_本文_
=-=-=
名簿屋に未来はあるのか? データブローカーの役割と規制のあり方を考える

■第12回


 7月初に明らかとなったベネッセの顧客情報流出事件の影響で、いわゆる「名簿屋」の規制のあり方が問われている。「パーソナルデータの利活用に関する制度改正大綱」(IT総合戦略本部2014年6月24日決定)において、名簿屋規制は、継続検討事項の扱いであったが、にわかに立法化の機運が盛り上がりつつある。米国においても、名簿屋に相当する「データブローカー」に対する規制強化の機運が高まっているが、ビッグデータビジネスに重要なパーソナルデータ流通基盤としての役割を担っているため、立法化は慎重に検討されている。今回は、名簿屋/データブローカーの役割と規制のあり方について考える。
=-=-=
_参考データ_
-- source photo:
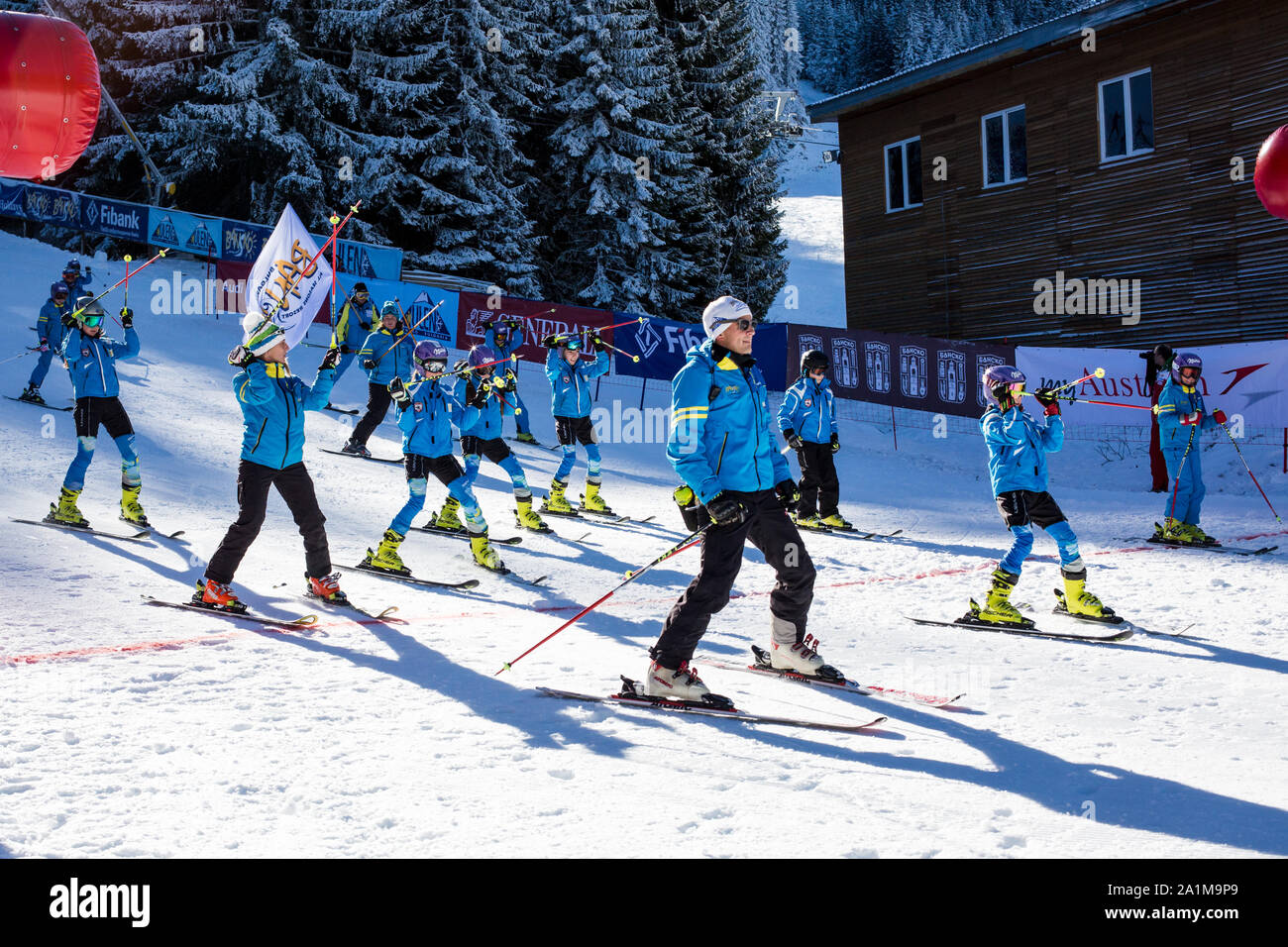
=-=-=
_課題_
本文によると、「パーソナルデータの利活用に関する制度改正大綱」で名簿屋規制はどう扱われていましたか。 このデータは本文とは別のところから持ってきたものです。

_回答_
継続検討事項の扱いでした。